Exercise instructions. For this exercise, output every line of the data as it stands.

(Beginning of Data listing)

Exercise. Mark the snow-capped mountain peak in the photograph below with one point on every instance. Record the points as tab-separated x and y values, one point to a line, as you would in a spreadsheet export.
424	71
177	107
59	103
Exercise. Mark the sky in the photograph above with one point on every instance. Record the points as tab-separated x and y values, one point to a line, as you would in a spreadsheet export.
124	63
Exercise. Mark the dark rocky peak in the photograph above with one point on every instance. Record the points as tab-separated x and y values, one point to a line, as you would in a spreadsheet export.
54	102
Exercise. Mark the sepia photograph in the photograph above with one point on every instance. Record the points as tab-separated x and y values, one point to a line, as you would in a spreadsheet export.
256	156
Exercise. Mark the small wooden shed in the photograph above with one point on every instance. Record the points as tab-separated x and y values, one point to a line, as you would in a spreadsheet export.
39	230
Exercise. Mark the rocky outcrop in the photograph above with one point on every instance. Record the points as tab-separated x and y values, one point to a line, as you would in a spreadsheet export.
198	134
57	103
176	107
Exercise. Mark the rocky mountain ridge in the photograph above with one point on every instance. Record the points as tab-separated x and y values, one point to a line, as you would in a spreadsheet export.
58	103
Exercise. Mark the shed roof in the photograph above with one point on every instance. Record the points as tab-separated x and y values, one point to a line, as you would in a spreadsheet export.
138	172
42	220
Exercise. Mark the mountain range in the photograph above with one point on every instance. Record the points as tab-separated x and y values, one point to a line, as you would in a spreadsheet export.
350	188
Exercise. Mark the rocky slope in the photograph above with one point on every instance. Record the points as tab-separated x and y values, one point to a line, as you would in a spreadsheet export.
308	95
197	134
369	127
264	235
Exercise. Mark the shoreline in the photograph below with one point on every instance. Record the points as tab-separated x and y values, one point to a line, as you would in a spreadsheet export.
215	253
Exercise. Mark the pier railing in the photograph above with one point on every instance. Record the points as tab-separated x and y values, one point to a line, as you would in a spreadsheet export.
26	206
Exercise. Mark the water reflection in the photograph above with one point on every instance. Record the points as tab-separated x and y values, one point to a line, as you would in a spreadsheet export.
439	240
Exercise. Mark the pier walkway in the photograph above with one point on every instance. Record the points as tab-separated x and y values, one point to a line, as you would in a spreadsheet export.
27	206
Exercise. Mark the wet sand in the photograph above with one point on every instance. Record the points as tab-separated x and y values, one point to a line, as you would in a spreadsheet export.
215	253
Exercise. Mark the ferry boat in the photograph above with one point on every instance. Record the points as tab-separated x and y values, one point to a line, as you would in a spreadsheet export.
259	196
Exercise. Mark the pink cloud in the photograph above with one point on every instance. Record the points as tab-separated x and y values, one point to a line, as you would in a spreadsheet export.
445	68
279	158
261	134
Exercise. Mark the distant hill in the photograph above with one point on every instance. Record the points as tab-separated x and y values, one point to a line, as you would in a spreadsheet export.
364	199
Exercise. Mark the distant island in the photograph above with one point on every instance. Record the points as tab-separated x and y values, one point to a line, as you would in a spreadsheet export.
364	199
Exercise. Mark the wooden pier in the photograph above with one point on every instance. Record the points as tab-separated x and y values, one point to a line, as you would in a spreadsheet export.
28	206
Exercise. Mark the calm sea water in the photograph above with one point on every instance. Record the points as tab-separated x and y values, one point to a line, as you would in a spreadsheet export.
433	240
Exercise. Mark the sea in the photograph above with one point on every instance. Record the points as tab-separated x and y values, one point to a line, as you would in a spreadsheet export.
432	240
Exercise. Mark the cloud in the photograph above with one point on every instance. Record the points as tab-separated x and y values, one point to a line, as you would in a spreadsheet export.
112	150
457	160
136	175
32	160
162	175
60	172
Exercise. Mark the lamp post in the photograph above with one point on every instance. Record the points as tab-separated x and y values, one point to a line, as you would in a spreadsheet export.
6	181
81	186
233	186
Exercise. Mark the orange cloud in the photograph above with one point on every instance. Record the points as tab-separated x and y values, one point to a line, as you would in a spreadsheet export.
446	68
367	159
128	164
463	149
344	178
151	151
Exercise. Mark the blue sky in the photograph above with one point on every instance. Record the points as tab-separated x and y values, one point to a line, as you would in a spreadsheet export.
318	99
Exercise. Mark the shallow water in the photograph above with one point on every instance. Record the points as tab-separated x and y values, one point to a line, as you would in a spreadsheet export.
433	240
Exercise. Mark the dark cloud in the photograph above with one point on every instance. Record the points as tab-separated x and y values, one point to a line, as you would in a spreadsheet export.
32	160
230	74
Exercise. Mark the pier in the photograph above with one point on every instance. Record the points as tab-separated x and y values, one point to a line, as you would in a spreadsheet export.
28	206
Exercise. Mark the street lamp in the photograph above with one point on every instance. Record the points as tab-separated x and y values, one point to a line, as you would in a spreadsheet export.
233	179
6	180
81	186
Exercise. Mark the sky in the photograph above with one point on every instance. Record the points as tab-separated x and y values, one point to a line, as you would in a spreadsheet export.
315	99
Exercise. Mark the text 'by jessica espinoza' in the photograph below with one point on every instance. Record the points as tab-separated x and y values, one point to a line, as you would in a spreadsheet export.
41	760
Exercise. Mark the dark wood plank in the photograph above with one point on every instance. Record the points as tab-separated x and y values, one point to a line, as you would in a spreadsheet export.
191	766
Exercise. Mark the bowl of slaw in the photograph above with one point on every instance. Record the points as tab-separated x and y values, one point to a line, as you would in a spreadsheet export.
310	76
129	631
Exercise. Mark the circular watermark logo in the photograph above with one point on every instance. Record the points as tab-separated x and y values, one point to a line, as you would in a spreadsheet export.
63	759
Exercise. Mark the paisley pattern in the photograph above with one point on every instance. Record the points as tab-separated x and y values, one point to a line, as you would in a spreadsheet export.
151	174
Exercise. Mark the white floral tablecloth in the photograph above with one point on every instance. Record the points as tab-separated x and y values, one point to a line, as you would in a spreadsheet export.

(End of Data listing)

Task response.
Exercise. Mark the snow-capped mountain peak in the photograph below with one point on every instance. Record the points as tab-separated x and y values, one point to a line, as you would in a spreadsheet export.
424	71
177	107
59	103
Exercise. Mark the sky in the photograph above with one point on every instance. Record the points as tab-separated x and y values, one point to a line, as you would in a spreadsheet export.
124	63
Exercise. Mark the dark rocky peak in the photograph above with one point on every instance. Record the points as tab-separated x and y values, one point to a line, as you would in a spreadsheet export.
54	102
Exercise. Mark the sepia photograph in the photograph above with one point on every instance. Record the points as tab-separated x and y values, one point to a line, as you would in a spreadsheet export.
256	156
Exercise. Mark the small wooden shed in the photograph above with one point on every instance. Record the points as tab-separated x and y values, one point to a line, as you would in a spreadsheet export.
39	230
Exercise. Mark the rocky outcrop in the photograph above with one point on every instance. Record the points as tab-separated x and y values, one point to a line, as you would in a spreadsheet export.
198	134
57	103
176	107
Exercise. Mark the rocky mountain ridge in the photograph above with one point on every instance. Record the points as tab-separated x and y values, one point to a line, as you would in a spreadsheet export.
58	103
Exercise. Mark the shed roof in the photograph above with one point on every instance. Record the points as tab-separated x and y values, one point to a line, as you would in a spreadsheet export.
138	172
42	220
Exercise. Mark the mountain range in the photograph above with one point on every instance. Record the points as tab-separated x and y values, one point to a line, as you would in a spreadsheet export.
350	188
Exercise. Mark the rocky slope in the photograph above with one point on every instance. Record the points as tab-separated x and y values, one point to a line, as you would in a spreadsheet export.
308	95
197	134
369	127
264	235
Exercise. Mark the shoreline in the photograph below with one point on every instance. Record the points as tab-separated x and y values, one point to a line, as you would in a spreadsheet export.
215	253
Exercise. Mark the pier railing in the photograph above with one point on every instance. Record the points as tab-separated x and y values, one point to a line, as you would in a spreadsheet export.
26	206
Exercise. Mark the water reflection in the photograph above with one point on every instance. Record the points as tab-separated x and y values, one point to a line, as you would in a spreadsheet export.
439	240
Exercise. Mark the pier walkway in the photograph above with one point on every instance. Record the points as tab-separated x and y values, one point to a line, as you would in a spreadsheet export.
27	206
Exercise. Mark the wet sand in the photograph above with one point on every instance. Record the points as tab-separated x and y values, one point to a line, as you would in a spreadsheet export.
215	253
Exercise. Mark the ferry boat in the photograph above with one point on every instance. Record the points as tab-separated x and y values, one point to a line, as you would in a spreadsheet export.
259	196
Exercise. Mark the pink cloud in the photograph above with one point on every instance. Record the points as tab-separated x and y values, one point to a line, as you would in a spreadsheet export.
445	68
279	158
261	134
Exercise. Mark the distant hill in the photograph above with one point on every instance. Record the points as tab-separated x and y values, one point to a line, as you would in a spreadsheet export.
364	199
Exercise. Mark the distant island in the photograph above with one point on every instance. Record the points as tab-separated x and y values, one point to a line, as you would in a spreadsheet export.
364	199
Exercise. Mark the wooden pier in the photograph above with one point on every instance. Record the points as tab-separated x and y values, one point to a line, as you would in a spreadsheet export.
28	206
Exercise. Mark the calm sea water in the photograph above with one point on every instance. Record the points as tab-separated x and y values, one point to a line, as you would in a spreadsheet export.
433	240
Exercise. Mark the sea in the photograph above with one point on every instance. Record the points as tab-separated x and y values, one point to a line, as you would in a spreadsheet export.
432	240
Exercise. Mark the cloud in the photograph above with one point on every instance. Record the points as tab-separated x and y values, one point to a line, as you would in a spreadsheet export.
112	150
457	160
136	175
32	160
162	175
60	172
Exercise. Mark the lamp post in the photograph above with one point on every instance. Record the points as tab-separated x and y values, one point to a line, as you would in a spreadsheet export.
6	181
81	186
233	186
Exercise. Mark the orange cloud in the photograph above with one point on every instance. Record the points as tab-separated x and y values, one point to a line, as you would in a spreadsheet export.
446	68
367	159
128	164
463	149
344	178
151	151
Exercise. Mark the blue sky in the photograph above with one point on every instance. Record the points as tab-separated x and y values, one point to a line, as you would in a spreadsheet export.
318	99
Exercise. Mark the shallow water in the photograph above with one point on every instance. Record the points as tab-separated x and y values, one point to a line, as you would in a spreadsheet export.
433	240
Exercise. Mark the dark cloud in the photograph above with one point on every instance. Record the points as tab-separated x and y values, one point to a line, as you would in a spreadsheet export.
32	160
230	74
Exercise. Mark the pier in the photograph above with one point on every instance. Record the points as tab-separated x and y values, one point to a line, as you would in a spreadsheet export.
28	206
Exercise. Mark the street lamp in the photograph above with one point on every instance. Record the points as tab-separated x and y values, one point to a line, as you would in a spreadsheet export.
233	179
6	180
81	186
Exercise. Mark the sky in the photograph above with one point on every instance. Record the points as tab-separated x and y values, one point to a line, as you would in a spreadsheet export.
315	99
Exercise. Mark the text 'by jessica espinoza' in the photograph below with one point on every instance. Record the points as tab-separated x and y values, one point to a line, as you would in a spreadsheet export.
41	760
Exercise. Mark the dark wood plank in the photograph above with one point on every instance. Record the points as tab-separated x and y values, one point to a line, as you would in a spreadsheet export.
191	766
Exercise. Mark the bowl of slaw in the photograph above with one point on every instance. Record the points as tab-separated x and y values, one point to a line, as you would in a spreadsheet export.
310	76
129	631
Exercise. Mark the circular watermark logo in the photograph above with one point on every instance. Record the points as tab-separated x and y values, one point to a line, as you would in a spreadsheet export.
63	759
Exercise. Mark the paisley pattern in the photograph above with one point on every instance. Record the points as tab-separated x and y values, one point to a line, as you would in a spreadsheet export.
151	174
Exercise. Mark the white floral tablecloth in the photograph above with one point on every instance. Record the points as tab-separated x and y values, one point to a line, as you would in a spreadsheet export.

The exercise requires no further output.